==== Dataset extract ====

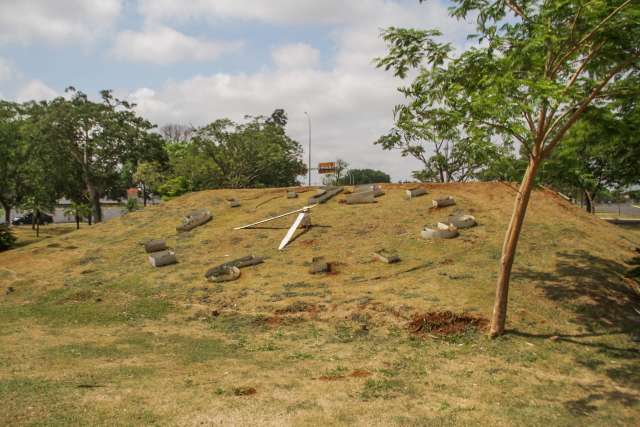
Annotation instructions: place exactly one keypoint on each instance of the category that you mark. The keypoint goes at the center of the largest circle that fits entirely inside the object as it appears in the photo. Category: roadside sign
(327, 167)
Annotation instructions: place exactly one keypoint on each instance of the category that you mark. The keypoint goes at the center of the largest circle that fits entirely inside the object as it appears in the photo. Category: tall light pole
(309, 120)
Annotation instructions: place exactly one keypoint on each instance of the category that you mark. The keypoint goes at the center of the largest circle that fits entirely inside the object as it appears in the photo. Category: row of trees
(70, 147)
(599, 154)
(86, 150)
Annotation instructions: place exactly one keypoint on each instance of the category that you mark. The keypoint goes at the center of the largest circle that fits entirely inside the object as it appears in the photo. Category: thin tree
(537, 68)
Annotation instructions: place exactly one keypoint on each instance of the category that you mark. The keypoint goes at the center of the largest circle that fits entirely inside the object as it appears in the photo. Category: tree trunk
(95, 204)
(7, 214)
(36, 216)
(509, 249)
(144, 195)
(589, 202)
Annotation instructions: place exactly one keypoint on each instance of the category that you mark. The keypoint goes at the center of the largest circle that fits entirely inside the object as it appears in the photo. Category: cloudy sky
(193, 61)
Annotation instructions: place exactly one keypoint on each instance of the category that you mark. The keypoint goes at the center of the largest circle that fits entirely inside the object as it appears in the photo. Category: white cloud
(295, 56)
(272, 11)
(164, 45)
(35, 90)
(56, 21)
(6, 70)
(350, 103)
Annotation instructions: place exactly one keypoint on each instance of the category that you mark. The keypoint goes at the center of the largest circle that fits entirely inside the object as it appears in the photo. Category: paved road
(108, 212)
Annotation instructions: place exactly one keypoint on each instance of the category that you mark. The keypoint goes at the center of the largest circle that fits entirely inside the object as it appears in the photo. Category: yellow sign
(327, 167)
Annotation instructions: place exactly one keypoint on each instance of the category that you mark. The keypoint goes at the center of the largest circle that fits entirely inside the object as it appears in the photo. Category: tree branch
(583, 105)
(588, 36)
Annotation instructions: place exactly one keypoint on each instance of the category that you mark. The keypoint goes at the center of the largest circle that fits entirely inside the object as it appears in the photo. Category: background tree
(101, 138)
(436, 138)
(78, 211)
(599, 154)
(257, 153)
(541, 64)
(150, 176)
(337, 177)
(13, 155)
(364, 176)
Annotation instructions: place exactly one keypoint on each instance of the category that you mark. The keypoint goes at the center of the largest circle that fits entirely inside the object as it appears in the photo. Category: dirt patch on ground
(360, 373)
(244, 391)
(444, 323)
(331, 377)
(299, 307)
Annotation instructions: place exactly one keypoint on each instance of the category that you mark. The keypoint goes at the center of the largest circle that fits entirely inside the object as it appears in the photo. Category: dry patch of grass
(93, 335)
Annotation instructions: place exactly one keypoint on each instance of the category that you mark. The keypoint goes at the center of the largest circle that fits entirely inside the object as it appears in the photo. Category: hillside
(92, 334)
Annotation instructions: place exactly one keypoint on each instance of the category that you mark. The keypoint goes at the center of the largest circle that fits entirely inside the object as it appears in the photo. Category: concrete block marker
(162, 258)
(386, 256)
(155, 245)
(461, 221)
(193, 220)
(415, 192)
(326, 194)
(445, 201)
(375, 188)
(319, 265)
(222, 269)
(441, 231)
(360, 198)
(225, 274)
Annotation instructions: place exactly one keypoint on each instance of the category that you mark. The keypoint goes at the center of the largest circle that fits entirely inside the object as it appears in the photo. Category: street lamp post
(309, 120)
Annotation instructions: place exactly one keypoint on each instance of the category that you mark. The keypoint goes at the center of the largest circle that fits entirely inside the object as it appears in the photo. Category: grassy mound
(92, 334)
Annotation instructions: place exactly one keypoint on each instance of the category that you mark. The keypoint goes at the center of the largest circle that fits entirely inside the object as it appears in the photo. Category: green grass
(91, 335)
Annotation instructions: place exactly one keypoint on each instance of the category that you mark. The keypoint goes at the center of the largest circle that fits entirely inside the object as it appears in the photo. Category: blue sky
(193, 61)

====
==== Dataset extract ====

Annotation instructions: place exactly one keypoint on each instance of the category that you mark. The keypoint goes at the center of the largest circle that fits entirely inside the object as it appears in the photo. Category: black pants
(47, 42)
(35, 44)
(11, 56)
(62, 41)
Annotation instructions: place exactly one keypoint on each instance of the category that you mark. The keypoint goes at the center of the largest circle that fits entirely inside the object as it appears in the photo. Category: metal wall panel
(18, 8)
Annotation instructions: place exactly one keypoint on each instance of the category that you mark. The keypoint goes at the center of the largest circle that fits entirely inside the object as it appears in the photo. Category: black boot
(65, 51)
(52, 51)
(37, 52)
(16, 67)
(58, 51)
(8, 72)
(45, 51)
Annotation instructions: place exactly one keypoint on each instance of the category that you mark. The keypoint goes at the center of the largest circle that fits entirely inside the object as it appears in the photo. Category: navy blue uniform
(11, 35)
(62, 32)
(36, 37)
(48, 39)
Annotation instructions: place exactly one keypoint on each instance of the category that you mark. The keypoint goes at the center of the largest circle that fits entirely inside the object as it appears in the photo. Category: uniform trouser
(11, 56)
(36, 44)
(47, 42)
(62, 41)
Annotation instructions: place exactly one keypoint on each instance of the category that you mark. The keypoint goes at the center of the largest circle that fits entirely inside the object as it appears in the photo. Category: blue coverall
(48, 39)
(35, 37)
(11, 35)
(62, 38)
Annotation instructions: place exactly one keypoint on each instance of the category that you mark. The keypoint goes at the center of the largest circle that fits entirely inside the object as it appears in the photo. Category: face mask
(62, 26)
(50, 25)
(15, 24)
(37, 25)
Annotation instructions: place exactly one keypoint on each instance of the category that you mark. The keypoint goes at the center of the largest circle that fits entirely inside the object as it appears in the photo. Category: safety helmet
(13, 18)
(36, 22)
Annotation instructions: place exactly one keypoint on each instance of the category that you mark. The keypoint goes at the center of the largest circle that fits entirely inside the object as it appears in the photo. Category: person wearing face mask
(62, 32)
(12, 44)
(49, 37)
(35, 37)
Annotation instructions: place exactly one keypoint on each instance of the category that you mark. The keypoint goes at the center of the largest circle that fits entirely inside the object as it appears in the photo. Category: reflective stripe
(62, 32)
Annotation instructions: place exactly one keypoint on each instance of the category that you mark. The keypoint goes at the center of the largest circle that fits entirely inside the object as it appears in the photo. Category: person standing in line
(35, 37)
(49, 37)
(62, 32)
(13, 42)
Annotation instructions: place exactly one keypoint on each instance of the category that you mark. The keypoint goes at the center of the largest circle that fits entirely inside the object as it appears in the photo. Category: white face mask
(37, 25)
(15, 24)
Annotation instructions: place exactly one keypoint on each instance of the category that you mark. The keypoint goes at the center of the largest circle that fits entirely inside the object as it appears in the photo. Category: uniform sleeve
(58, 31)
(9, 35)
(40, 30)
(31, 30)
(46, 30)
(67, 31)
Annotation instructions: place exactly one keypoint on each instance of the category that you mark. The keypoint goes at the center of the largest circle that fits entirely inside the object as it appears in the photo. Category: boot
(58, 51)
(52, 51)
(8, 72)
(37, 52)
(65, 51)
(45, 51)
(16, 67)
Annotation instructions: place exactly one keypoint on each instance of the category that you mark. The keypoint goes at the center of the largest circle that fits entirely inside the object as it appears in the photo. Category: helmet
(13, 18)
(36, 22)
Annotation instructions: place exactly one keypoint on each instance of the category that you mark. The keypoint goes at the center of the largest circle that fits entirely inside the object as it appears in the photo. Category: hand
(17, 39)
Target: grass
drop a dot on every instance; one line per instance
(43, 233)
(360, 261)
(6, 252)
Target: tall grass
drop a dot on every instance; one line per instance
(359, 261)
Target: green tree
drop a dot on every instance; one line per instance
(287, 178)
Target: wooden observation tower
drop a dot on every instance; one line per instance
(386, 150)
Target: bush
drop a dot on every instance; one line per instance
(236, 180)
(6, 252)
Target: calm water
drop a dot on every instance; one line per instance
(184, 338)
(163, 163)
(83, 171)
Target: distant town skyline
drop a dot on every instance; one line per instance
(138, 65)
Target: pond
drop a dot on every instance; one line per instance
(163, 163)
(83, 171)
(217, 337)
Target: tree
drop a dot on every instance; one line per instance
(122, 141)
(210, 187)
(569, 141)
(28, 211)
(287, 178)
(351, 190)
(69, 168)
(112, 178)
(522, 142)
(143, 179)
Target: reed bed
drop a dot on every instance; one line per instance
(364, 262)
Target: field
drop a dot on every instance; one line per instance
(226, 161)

====

*Work to complete*: Pick out every line in the items above that contains the string "Target", and copy each one in full. Only lines whose capitalization matches count.

*The solution*:
Target: grass
Target: tall grass
Target: green tree
Target: wooden observation tower
Target: bush
Target: calm water
Target: distant town skyline
Target: pond
Target: tree
Target: reed bed
Target: field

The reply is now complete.